___ 提供データ ___

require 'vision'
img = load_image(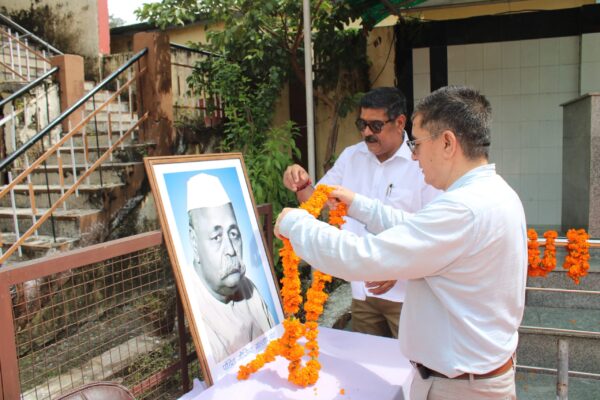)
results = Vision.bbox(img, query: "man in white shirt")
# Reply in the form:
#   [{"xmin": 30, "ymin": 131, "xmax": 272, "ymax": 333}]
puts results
[
  {"xmin": 283, "ymin": 87, "xmax": 439, "ymax": 338},
  {"xmin": 187, "ymin": 173, "xmax": 274, "ymax": 362},
  {"xmin": 275, "ymin": 87, "xmax": 527, "ymax": 400}
]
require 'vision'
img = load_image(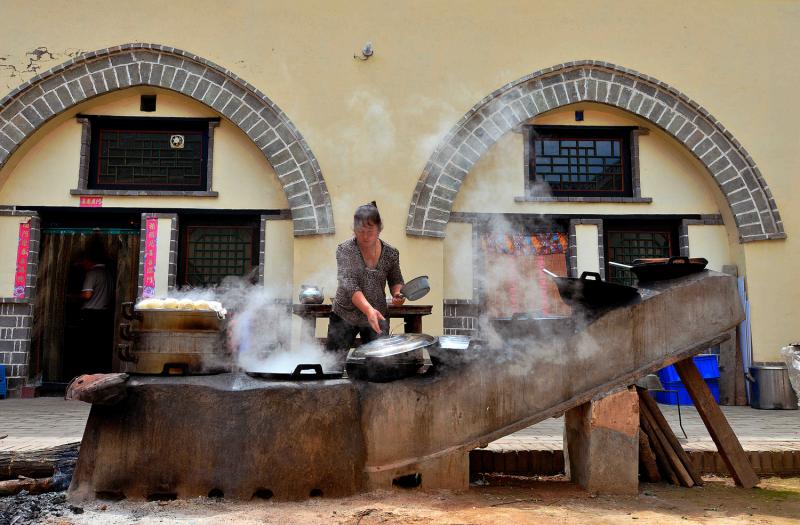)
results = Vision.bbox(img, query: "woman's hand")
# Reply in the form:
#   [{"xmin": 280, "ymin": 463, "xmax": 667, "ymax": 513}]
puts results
[{"xmin": 367, "ymin": 304, "xmax": 386, "ymax": 334}]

___

▸ **指示文**
上の項目のうち、文字列「bbox」を含む行を数え、その数だけを書け。

▸ **出力結果**
2